◆ Document section ◆
=-=-=-=-=

Saturday, December 31, 2005

BREAKING NEWS...


Mr. James Case has a website. I repeat, Mr. James (I cut off my own fingers and I can still play mean fuckin' guitar) Case has a smokin' hot website.

I only see one flaw with this synario...it will now be impossible to keep our home grown guitar God to ourselves here in modest Sault Ste. Marie. Jay, meet World. World, meet Jay.

With a voice than can make a nun rip her clothes off and grab the nearest male to engage in unspeakable acts of passion coupled with his unique and undeniable talents as a musician and song writer, it will not be long before he is noticed and whisked away to bigger and brighter stuff and things. Just remember all us little people when you're a big rock star, Jay. I'll even work for you, if you like. I'm assuming the position of "Personal Ball Sanitation Engineer" has been taken by George Ravlich, so I'll have to find something else I can do...maybe I could be your sound technician...that looks like a pretty easy gig...a no brainer, really...

...excuse me, but I must run and hide from Mr. Ravlich now...

Anyway, congratulations Jay. The site looks stellar! The site was of course, designed by Curt O'Neil of Murderfly Multimedia. Nice job, CO. However, the pictures could use some work. I think you should give me that junk camera you've been using and get a new one...*wink wink*

Thursday, December 29, 2005

Holiday in a Nutshell

My Tree '05-2

Hope evryone had a glorious holiday. My Christmas was fantastic full of friends, family and good times.

Rob & the record

Rob loved his gift. I had Robbie Adamson burn the record onto CD for me so on Christmas morning Rob awoke to Johnny Cash belting out "Hey Good Lookin'". He emerged perplexed from the bedroom in his boxers wondering where the hell I had found Johnny singing Hank Williams. He was more than pleasantly surprized to see the autographed LP resting on the fireplace mantle. All went according to plan... bwah ha ha ha....

Donna & Bat Boy

He gave me the awesome book pictured above...The Weekly World News ROCKS!!!...and the special edition 2 DVD set of "Sin City", plus a stocking full of fun games, toys and music...Bedouin Sound Clash and Death From Above...fun fun fun...

But stay tuned folks, for the holiday season is not quite through. We still have New Year's Eve ahead and you KNOW I will be talking tons of photos that night. If I will not be seeing you that evening, be safe and I wish you all the best in the new year.

=-=-=-=-=

◆ Task A ◆
In the blog post, who designed James Case's website?
The text and the entries after it come from unrelated sources.

=-=-=-=-=

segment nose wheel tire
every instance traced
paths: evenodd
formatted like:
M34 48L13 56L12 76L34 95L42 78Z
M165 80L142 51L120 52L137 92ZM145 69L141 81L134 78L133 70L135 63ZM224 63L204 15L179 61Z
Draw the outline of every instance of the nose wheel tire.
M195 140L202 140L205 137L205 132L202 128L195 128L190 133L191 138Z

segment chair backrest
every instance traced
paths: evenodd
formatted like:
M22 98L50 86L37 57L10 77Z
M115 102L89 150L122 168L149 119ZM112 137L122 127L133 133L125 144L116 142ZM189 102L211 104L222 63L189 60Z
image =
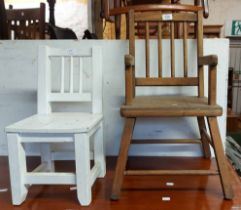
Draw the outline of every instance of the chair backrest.
M203 24L202 24L202 7L190 5L153 5L150 7L137 7L134 9L127 9L129 17L129 54L135 57L135 39L138 23L144 24L143 30L145 31L145 76L136 77L135 71L133 75L129 75L131 79L127 91L127 98L135 96L136 86L198 86L199 96L204 96L204 82L203 82L203 67L198 67L198 75L195 77L189 76L188 69L188 31L187 26L189 23L194 23L196 27L196 40L197 40L197 57L203 55ZM124 10L123 10L124 12ZM150 39L151 39L151 23L155 22L158 25L158 76L153 77L150 75ZM180 57L183 58L183 76L176 74L175 66L175 27L174 24L182 24L183 28L183 51ZM170 77L163 76L163 70L166 66L163 65L163 26L170 28L170 55L165 56L165 59L170 59ZM194 57L193 59L198 59ZM133 77L133 78L132 78ZM128 78L127 78L128 79ZM129 84L129 82L128 82ZM132 90L133 89L133 90Z
M92 113L102 112L100 47L89 49L39 47L38 113L52 112L53 102L91 102Z
M8 9L6 21L9 39L44 39L45 4L40 8Z
M49 24L51 39L78 39L75 32L69 28L60 28Z

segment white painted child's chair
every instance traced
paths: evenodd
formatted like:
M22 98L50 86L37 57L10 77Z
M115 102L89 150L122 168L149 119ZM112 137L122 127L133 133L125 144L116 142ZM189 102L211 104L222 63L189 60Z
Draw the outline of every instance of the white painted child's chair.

=-=-=-=-=

◆ Task B ◆
Rewrite the entries from the line containing "segment white painted child's chair" through the end of the entries, changing "white painted" to "blue painted" and leaving everything else the same.

◆ Solution A ◆
Curt O'Neil of Murderfly Multimedia designed it.

◆ Solution B ◆
segment blue painted child's chair
every instance traced
paths: evenodd
formatted like:
M22 98L50 86L37 57L10 77Z
M115 102L89 150L122 168L149 119ZM112 137L122 127L133 133L125 144L116 142ZM189 102L211 104L222 63L189 60Z
Draw the outline of every instance of the blue painted child's chair.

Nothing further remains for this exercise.